**** Lesetext ****

• Sebastian Hartmann, Director |

Keyfacts

  • Das Denken in „Lösungen“ anstelle von Dienstleistungen oder Produkten ist bereits in vielen Unternehmen angekommen.

  • Mit den damit verbundenen Konsequenzen für die Strategie und Struktur haben viele aber noch zu kämpfen.

  • Moderne Technologien und ein angepasster Managementansatz helfen, den Wandel einzuleiten und zu beschleunigen.

Vielen Kunden reicht es nicht mehr aus, ein Produkt oder eine Dienstleistung zu kaufen. Sie verlangen nach einem Lösungspaket (oftmals auch mit dem englischen Begriff „Solution“ bezeichnet). Ein Beispiel aus der Immobilienbranche: Unternehmen haben früher ein Bürogebäude gemietet. Die dazu gehörigen Leistungen, also Hausmeisterservice, Gebäudemanagement oder Sicherheitsdienst, wurden einzeln hinzugekauft. Heute gibt es zunehmend die komplette Rundum-Lösung aus einer Hand  Das ist bequemer für den Kunden und für das anbietende Unternehmen im Idealfall profitabler und ein Wachstumsmotor.

Neue Technologien treiben Lösungsdenken voran

In vielen Unternehmen diskutiert man daher ein verstärktes Denken in Lösungen – oft getrieben von neuen technischen Möglichkeiten, wie Internet of Things oder dienstleistungsorientierten Geschäftsmodellen („everything-as-a-Service“). Dienstleistungen reichern Produkte an, werden aber auch selbst zu Produkten – die Grenzen verschwimmen. Das Denken in integrierten, ganzheitlichen Lösungen wird für Firmen aller Branchen, weiter an Bedeutung zunehmen. Um verlässlich, konsistent und greifbar dem Kunden seine Lösung liefern zu können, braucht es daher ein systematischeres Management des Angebots, der Erstellung und der Lieferung einer Lösung.

**** Aufgeführte Zeilen ****

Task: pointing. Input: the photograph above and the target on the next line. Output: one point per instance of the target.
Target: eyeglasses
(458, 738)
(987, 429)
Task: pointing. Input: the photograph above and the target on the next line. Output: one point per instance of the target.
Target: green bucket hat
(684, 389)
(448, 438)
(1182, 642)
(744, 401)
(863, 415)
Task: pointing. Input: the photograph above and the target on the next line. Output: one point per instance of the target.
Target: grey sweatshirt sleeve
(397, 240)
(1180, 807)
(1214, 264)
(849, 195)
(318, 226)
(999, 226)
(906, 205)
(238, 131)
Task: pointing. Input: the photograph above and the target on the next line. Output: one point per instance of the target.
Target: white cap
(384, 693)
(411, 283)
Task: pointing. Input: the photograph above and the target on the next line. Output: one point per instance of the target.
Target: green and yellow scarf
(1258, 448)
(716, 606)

****

(Arbeitsanweisungen)
1) Schreiben Sie aus dem Lesetext den Abschnitt wortgetreu ab. Beginnen Sie bei den Worten „Neue Technologien treiben“ und hören Sie nach den Worten „Lieferung einer Lösung.“ auf.
2) Prüfen Sie, ob die folgenden Aussagen mit dem Lesetext übereinstimmen. Antworten Sie jeweils mit Ja oder Nein und zitieren Sie die entscheidenden Worte genau.
(a) Leistungen wie Hausmeisterservice oder Sicherheitsdienst wurden früher einzeln hinzugekauft.
(b) Die Rundum-Lösung aus einer Hand ist für den Kunden umständlicher.
(c) Die Grenzen zwischen Dienstleistungen und Produkten werden schärfer.
3) Nennen Sie bitte die Branche, aus der das Beispiel im Lesetext stammt.

(Antworten)
1)
Neue Technologien treiben Lösungsdenken voran

In vielen Unternehmen diskutiert man daher ein verstärktes Denken in Lösungen – oft getrieben von neuen technischen Möglichkeiten, wie Internet of Things oder dienstleistungsorientierten Geschäftsmodellen („everything-as-a-Service“). Dienstleistungen reichern Produkte an, werden aber auch selbst zu Produkten – die Grenzen verschwimmen. Das Denken in integrierten, ganzheitlichen Lösungen wird für Firmen aller Branchen, weiter an Bedeutung zunehmen. Um verlässlich, konsistent und greifbar dem Kunden seine Lösung liefern zu können, braucht es daher ein systematischeres Management des Angebots, der Erstellung und der Lieferung einer Lösung.

2)
(a) Ja: „wurden einzeln hinzugekauft“
(b) Nein: „Das ist bequemer für den Kunden“
(c) Nein: „die Grenzen verschwimmen“

3) Aus der Immobilienbranche.